[Data under study — start]

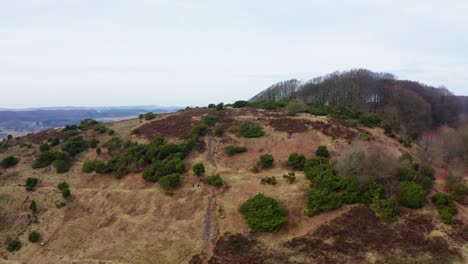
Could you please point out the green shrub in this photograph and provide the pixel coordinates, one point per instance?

[Data under study — finish]
[Data under study — start]

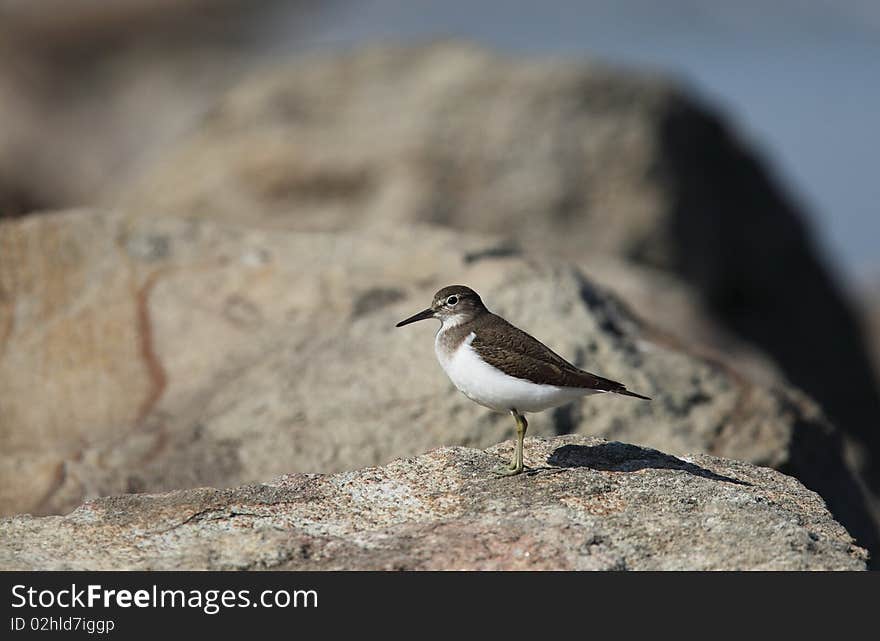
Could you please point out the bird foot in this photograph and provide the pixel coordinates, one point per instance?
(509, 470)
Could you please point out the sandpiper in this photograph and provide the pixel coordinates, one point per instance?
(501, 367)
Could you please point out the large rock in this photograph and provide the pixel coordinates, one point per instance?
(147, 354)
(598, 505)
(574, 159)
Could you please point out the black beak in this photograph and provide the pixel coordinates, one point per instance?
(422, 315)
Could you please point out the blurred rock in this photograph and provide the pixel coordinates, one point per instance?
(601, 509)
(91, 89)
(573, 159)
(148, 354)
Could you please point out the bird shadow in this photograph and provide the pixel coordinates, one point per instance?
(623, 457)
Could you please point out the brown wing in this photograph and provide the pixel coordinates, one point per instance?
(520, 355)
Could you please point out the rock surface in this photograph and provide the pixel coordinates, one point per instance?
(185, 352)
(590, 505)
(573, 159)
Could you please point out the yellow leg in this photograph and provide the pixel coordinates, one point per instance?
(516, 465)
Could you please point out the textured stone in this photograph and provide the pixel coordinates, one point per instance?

[Data under study — finish]
[Data under study — start]

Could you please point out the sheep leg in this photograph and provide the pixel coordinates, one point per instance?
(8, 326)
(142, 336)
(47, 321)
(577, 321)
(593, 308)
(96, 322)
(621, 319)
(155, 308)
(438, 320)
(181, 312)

[Data under study — finish]

▸ **Activity**
Retype only the lines above between the line with "Could you please point out the yellow" and the line with "Could you please point out the textured", counting those two lines as well, and keep every character as it is.

▸ **Answer section**
Could you please point out the yellow leg in this photograph and provide the pixel coordinates, one point per instance?
(516, 465)
Could you please point out the textured stone in this photograph and provide the pixel coordinates, one point per instance?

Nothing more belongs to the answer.